By the time the Po River Hydrographic Bureau was established, many other similar services were operating in North America and Europe. They were probably contingent upon specific environmental obstacles opposed by local basins. Their political function and their role in enabling material environmental change was certainly different, and dependent on specific historical circumstances and rationales. From available sources, however, it appears that the process analysed here for the Po River basin had many equivalents. The occurrence of floods seems to have been decisive in pushing forward the establishment of hydrographic services in France, Austria and Germany. (85) In the US, conversely, a permanent water branch of the United States Geological Service was established as a consequence of the Reclamation Act in 1902. (86) After the 1927 Mississippi flood, however, the production of experimental hydrological knowledge became an essential component of the reorganisation of the Army Corp of Engineers with the establishment of a special river laboratory. (87) In the UK, then, the occurrence of a major drought in 1934 pushed the government to undertake a National Inland Water Survey modelled on American and European hydrographic services. According to British engineer Brysson Cunningham, who presented the Survey to the Royal Geographical Society in March 1935, the drought was 'only one aspect of the matter':

A few years ago excessive floods might, with equal justification,
have provided
the necessary stimulus. A survey is required in fact from many more
points of
view than those of a department of public health. It is essential for
the no less
important needs of industry and commerce, the possible development of
motive power, the requirements of irrigation, fisheries,
and navigation,
the drainage of low-lying lands, and the prevention of floods so as
to safeguard
life and property and many other matters. (88)

These motives echo many of the arguments of two generation of Italian hydrologists. I suspect the ability of hydrography to respond effectively to these diverse needs was decisive to the establishment and success of many other hydrographic services worldwide. From the perspective offered by the Italian case, it is clear that the flexibility and practical use of hydrography, and thus its success and incorporation as a branch of state administration, depended on its ability to chart and quantify. Glaciers and snow, rocks and sand, meanders and waterfalls that regulated the evolving hydrology of the river system could become numbers in tables and lines in charts. The complex geography of the watershed, which embraced a vast and diverse region ranging from the Alps to the Adriatic Sea, collapsed in a centre of calculation. Environmental complexity did not disappear, as the tragic history of flooding in the twentieth century would make abundantly clear. Charting the flow, however, allowed the geographical and environmental diversity underlying water circulation to be understood and managed with greater ease, thus empowering human plans and actions to an unprecedented extent. If we want to fully understand these plans and actions, their historical causes and their unintended consequences, we need to pay equal attention to the making of the knowledge regimes that enabled them.

◆ **ENTRIES SUPPLIED**
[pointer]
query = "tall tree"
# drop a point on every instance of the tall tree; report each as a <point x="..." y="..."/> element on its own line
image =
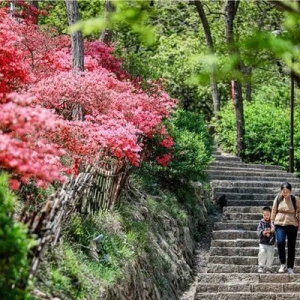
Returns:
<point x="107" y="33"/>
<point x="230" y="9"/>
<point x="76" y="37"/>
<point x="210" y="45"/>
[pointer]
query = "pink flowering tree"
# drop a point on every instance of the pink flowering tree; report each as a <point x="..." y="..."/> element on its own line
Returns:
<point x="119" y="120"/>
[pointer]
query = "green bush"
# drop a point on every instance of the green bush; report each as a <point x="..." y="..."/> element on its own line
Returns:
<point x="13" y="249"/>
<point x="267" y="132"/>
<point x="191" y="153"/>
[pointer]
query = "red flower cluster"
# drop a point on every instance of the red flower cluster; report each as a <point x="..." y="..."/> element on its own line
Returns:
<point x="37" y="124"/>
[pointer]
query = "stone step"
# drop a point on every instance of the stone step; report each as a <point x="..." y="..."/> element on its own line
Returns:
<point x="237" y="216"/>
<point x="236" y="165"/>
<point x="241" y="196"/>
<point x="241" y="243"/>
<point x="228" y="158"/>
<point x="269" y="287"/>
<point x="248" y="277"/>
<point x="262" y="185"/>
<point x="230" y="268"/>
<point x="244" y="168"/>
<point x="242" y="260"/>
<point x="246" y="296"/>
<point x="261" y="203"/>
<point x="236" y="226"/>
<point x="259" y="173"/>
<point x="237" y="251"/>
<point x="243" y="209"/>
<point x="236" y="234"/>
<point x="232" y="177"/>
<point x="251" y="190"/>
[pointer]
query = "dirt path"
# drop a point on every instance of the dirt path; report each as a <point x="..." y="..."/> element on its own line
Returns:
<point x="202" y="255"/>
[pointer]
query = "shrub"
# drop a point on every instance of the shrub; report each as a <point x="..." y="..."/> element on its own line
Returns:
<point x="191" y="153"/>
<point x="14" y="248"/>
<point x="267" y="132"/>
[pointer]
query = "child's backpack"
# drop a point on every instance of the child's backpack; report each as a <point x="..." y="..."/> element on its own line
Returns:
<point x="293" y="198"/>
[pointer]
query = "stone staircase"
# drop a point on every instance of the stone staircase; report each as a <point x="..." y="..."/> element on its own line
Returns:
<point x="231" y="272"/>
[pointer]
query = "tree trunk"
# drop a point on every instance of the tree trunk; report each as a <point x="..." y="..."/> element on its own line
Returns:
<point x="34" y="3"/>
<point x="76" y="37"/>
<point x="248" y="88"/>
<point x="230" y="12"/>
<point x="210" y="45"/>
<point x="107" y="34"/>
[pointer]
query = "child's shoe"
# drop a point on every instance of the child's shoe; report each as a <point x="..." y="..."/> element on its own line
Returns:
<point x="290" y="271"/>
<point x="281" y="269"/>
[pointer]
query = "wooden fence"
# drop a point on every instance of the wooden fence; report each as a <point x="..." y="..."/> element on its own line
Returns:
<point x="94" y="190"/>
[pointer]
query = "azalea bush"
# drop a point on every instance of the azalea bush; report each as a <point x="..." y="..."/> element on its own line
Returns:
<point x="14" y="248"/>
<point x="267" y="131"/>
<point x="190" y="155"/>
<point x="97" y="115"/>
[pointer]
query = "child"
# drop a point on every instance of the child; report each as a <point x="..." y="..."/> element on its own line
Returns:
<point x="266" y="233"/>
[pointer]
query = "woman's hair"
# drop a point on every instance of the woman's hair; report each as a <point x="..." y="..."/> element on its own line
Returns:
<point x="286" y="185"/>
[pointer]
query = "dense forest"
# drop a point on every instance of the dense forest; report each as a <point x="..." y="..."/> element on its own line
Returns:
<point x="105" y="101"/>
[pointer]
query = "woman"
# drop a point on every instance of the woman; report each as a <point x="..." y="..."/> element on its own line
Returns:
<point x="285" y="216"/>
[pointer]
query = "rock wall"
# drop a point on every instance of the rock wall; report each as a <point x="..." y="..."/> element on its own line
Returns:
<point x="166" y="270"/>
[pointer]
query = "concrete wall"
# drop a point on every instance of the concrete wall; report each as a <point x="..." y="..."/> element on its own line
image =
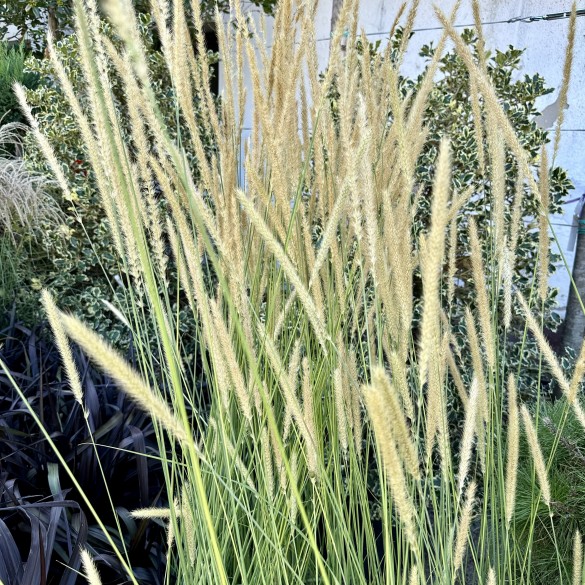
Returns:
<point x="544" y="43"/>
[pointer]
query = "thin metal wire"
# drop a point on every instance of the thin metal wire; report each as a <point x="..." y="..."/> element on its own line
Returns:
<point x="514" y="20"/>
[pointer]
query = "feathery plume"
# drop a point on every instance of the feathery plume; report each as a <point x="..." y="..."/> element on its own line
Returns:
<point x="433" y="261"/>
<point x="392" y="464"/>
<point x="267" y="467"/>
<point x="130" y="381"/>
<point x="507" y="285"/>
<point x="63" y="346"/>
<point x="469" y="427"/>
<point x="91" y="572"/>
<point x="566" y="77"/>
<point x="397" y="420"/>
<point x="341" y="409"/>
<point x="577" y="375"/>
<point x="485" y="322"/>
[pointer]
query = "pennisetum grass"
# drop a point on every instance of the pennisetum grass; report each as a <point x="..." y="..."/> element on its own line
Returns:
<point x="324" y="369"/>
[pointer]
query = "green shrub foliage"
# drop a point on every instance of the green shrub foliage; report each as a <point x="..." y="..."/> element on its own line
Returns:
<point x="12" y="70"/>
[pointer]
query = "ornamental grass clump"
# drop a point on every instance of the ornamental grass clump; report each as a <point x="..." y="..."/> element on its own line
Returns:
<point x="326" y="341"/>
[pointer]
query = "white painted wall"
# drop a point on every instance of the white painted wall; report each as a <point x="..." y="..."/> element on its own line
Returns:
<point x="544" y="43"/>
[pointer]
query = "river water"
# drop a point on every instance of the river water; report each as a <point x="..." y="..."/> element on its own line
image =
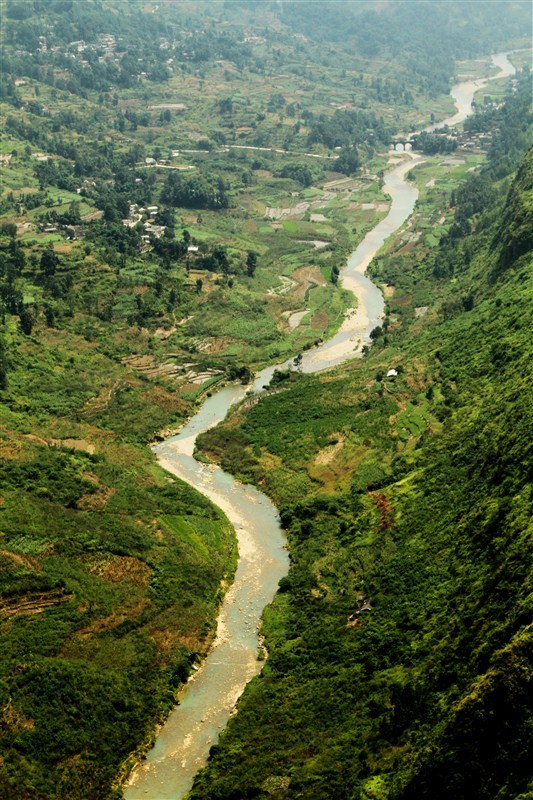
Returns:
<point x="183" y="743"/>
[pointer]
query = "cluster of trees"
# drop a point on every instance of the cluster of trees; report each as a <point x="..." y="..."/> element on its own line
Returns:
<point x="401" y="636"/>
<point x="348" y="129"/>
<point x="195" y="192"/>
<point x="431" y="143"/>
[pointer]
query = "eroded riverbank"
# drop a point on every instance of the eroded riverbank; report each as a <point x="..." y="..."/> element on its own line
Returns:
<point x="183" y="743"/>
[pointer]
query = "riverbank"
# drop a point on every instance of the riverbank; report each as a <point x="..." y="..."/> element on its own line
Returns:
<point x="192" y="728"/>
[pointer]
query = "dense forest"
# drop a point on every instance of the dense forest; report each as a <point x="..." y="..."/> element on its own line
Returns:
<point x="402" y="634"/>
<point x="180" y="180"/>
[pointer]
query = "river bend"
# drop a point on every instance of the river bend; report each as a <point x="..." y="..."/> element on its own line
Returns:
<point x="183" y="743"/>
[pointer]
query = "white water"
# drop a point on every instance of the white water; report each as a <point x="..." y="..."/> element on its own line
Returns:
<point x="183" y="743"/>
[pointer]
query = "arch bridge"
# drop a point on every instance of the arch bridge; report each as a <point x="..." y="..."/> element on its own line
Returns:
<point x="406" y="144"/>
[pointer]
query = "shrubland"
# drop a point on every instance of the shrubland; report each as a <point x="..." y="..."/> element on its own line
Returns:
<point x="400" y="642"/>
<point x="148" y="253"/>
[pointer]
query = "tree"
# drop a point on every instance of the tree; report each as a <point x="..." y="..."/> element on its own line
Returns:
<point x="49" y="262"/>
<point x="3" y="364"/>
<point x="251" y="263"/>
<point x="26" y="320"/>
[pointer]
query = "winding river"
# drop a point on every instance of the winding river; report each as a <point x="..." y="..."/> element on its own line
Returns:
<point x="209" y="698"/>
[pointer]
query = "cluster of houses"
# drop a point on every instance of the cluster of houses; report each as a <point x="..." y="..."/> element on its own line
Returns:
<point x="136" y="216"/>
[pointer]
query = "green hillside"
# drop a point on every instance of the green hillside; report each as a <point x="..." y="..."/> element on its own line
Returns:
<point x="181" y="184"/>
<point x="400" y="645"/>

◆ **STATED PROBLEM 1**
In the passage on hydrographic services, what event in 1934 pushed the UK government to undertake a National Inland Water Survey?
◆ **STATED PROBLEM 2**
Reproduce the passage on hydrographic services starting at "A few years" and ending at "other matters. (88)".
The listing isn't needed here.

◆ **EXERCISE OUTPUT 1**
A major drought.

◆ **EXERCISE OUTPUT 2**
A few years ago excessive floods might, with equal justification,
have provided
the necessary stimulus. A survey is required in fact from many more
points of
view than those of a department of public health. It is essential for
the no less
important needs of industry and commerce, the possible development of
motive power, the requirements of irrigation, fisheries,
and navigation,
the drainage of low-lying lands, and the prevention of floods so as
to safeguard
life and property and many other matters. (88)